===== Available records
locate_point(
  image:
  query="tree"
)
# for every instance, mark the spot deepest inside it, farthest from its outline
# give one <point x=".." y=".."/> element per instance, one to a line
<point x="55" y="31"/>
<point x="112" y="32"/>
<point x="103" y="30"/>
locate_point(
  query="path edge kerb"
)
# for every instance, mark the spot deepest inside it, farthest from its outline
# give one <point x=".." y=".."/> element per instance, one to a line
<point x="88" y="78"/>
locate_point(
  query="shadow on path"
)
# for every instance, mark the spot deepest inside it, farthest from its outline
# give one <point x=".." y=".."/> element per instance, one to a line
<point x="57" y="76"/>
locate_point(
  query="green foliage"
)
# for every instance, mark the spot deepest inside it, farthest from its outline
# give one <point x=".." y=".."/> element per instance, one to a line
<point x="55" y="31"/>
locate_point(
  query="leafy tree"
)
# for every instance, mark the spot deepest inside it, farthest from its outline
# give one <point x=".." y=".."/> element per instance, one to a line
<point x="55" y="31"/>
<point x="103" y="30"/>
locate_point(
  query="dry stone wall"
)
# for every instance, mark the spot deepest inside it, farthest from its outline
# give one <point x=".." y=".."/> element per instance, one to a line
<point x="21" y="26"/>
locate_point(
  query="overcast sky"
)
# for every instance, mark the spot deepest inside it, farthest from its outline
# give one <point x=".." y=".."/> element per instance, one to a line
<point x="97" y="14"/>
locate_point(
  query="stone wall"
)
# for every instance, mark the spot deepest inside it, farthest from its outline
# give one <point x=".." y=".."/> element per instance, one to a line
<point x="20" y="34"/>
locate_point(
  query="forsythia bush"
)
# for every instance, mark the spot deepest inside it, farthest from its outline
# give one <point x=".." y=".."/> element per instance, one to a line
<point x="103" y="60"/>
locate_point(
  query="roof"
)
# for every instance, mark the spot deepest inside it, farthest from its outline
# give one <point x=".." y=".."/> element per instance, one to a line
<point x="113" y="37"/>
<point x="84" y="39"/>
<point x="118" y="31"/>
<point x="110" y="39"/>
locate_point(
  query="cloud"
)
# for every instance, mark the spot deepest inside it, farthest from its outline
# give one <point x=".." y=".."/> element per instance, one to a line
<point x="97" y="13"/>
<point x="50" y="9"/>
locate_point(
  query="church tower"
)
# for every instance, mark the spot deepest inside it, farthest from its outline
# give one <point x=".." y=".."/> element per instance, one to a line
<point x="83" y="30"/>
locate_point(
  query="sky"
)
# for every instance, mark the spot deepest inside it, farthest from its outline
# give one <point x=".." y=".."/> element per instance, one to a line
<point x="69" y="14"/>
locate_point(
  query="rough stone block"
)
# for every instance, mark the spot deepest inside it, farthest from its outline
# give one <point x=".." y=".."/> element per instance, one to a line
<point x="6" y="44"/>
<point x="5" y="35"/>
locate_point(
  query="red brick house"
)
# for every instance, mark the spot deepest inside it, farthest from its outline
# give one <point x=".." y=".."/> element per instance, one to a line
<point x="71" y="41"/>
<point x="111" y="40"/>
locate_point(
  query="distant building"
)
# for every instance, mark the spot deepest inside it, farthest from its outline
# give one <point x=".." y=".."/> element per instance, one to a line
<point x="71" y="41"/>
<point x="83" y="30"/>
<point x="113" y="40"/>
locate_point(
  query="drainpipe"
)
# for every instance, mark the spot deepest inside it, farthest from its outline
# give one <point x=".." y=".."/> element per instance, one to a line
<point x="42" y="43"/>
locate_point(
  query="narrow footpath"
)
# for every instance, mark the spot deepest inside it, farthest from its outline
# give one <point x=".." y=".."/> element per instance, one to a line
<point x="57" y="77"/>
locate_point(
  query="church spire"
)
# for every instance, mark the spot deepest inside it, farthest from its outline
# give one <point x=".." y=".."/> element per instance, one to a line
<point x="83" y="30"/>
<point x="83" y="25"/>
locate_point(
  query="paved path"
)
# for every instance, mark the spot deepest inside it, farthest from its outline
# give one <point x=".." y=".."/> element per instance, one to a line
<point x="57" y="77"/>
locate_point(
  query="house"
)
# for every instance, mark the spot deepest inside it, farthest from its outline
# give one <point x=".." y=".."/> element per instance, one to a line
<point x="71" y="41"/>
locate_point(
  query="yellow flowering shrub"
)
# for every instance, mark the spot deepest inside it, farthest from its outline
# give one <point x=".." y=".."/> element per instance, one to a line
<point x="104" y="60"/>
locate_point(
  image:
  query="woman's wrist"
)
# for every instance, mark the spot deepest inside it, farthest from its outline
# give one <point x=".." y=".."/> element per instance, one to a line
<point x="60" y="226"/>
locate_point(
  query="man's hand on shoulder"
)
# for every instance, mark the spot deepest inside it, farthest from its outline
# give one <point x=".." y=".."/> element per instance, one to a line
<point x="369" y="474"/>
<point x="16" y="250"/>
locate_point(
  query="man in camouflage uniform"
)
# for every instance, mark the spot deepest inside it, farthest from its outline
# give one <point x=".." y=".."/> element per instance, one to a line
==========
(Short problem):
Restate all of the entries exactly, please.

(Answer in full):
locate_point(
  image:
  query="tree"
)
# for every instance, mark the spot deepest inside it, farthest from its outline
# give one <point x=".." y=".."/> element per instance, one to a line
<point x="55" y="31"/>
<point x="112" y="32"/>
<point x="103" y="30"/>
locate_point(
  query="path edge kerb"
)
# for every instance, mark the spot deepest inside it, farthest from its outline
# give one <point x=".." y=".."/> element per instance, one to a line
<point x="88" y="78"/>
locate_point(
  query="shadow on path"
)
# for every instance, mark the spot deepest inside it, farthest from its outline
# give one <point x=".." y=".."/> element per instance, one to a line
<point x="57" y="76"/>
locate_point(
  query="green foliage"
)
# for every instance, mark the spot deepest inside it, farthest from its outline
# give one <point x=".." y=".."/> element per instance, one to a line
<point x="55" y="31"/>
locate_point(
  query="leafy tree"
)
# for every instance, mark the spot deepest inside it, farthest from its outline
# give one <point x=".." y=".."/> element per instance, one to a line
<point x="55" y="31"/>
<point x="103" y="30"/>
locate_point(
  query="dry stone wall"
)
# for every instance, mark the spot deepest inside it, farthest from its outline
# give one <point x=".." y=".."/> element per instance, one to a line
<point x="21" y="26"/>
locate_point(
  query="overcast sky"
)
# for every instance, mark the spot deepest inside it, farthest from its outline
# give one <point x=".." y=".."/> element per instance, one to a line
<point x="97" y="14"/>
locate_point(
  query="stone wall"
)
# for every instance, mark the spot deepest inside it, farthest from its outline
# give one <point x=".." y=".."/> element per instance, one to a line
<point x="20" y="34"/>
locate_point(
  query="forsythia bush"
)
# for every instance, mark the spot deepest inside it, farthest from its outline
# give one <point x=".." y=".."/> element per instance, one to a line
<point x="103" y="60"/>
locate_point(
  query="roof"
)
# for every instance, mark the spot deepest inside it, farthest from its outline
# give one <point x=".." y=".."/> element per instance, one to a line
<point x="113" y="37"/>
<point x="84" y="39"/>
<point x="118" y="31"/>
<point x="110" y="39"/>
locate_point(
  query="cloud"
)
# for every instance, mark the spot deepest inside it, farthest from its outline
# give one <point x=".." y=".."/> element per instance, one to a line
<point x="97" y="13"/>
<point x="50" y="9"/>
locate_point(
  query="church tower"
)
# for every instance, mark the spot deepest inside it, farthest from its outline
# give one <point x=".." y=".."/> element per instance, one to a line
<point x="83" y="30"/>
locate_point(
  query="sky"
)
# for every instance, mark the spot deepest inside it, farthest from its outline
# give one <point x=".." y=".."/> element per instance, one to a line
<point x="69" y="14"/>
locate_point(
  query="rough stone block"
)
# for every instance, mark the spot deepest inside it, farthest from its outline
# give one <point x=".." y=".."/> element per instance, one to a line
<point x="6" y="44"/>
<point x="5" y="35"/>
locate_point(
  query="red brick house"
)
# for every instance, mark the spot deepest inside it, farthest from its outline
# give one <point x=".." y=".."/> element per instance, one to a line
<point x="71" y="41"/>
<point x="111" y="40"/>
locate_point(
  query="distant building"
)
# for every instance, mark the spot deepest inside it, farthest from its outline
# give one <point x=".." y=".."/> element per instance, one to a line
<point x="71" y="41"/>
<point x="83" y="30"/>
<point x="113" y="40"/>
locate_point(
  query="drainpipe"
)
# for every instance, mark the spot deepest inside it, farthest from its outline
# give one <point x=".." y=".."/> element per instance, one to a line
<point x="42" y="43"/>
locate_point(
  query="narrow footpath"
)
# for every instance, mark the spot deepest inside it, farthest from its outline
# give one <point x=".." y=".."/> element per instance, one to a line
<point x="57" y="77"/>
locate_point(
  query="church spire"
)
# for every instance, mark the spot deepest inside it, farthest from its outline
# give one <point x=".." y=".."/> element per instance, one to a line
<point x="83" y="30"/>
<point x="83" y="25"/>
locate_point(
  query="paved path"
)
# for every instance, mark the spot deepest inside it, farthest from its outline
# give one <point x=".." y=".."/> element per instance, one to a line
<point x="57" y="77"/>
locate_point(
  query="house"
)
# for every instance, mark the spot deepest inside it, farthest from its outline
# give one <point x=".." y=".."/> element per instance, one to a line
<point x="71" y="41"/>
locate_point(
  query="yellow flowering shrub"
)
# for every instance, mark the spot deepest inside it, farthest from its outline
# give one <point x=".." y=".."/> element per instance, one to a line
<point x="104" y="60"/>
locate_point(
  image:
  query="woman's wrist"
)
# for every instance, mark the spot deepest inside it, farthest from its outline
# give one <point x=".." y=".."/> element per instance, one to a line
<point x="60" y="226"/>
locate_point(
  query="man's hand on shoulder"
)
# for every instance, mark the spot deepest inside it, farthest from its outline
# give one <point x=".." y=".."/> element per instance, one to a line
<point x="369" y="474"/>
<point x="16" y="250"/>
locate_point(
  query="man in camouflage uniform"
)
# for every instance, mark the spot deepest inside it, farthest from its outline
# give one <point x=".." y=".."/> element per instance, one to a line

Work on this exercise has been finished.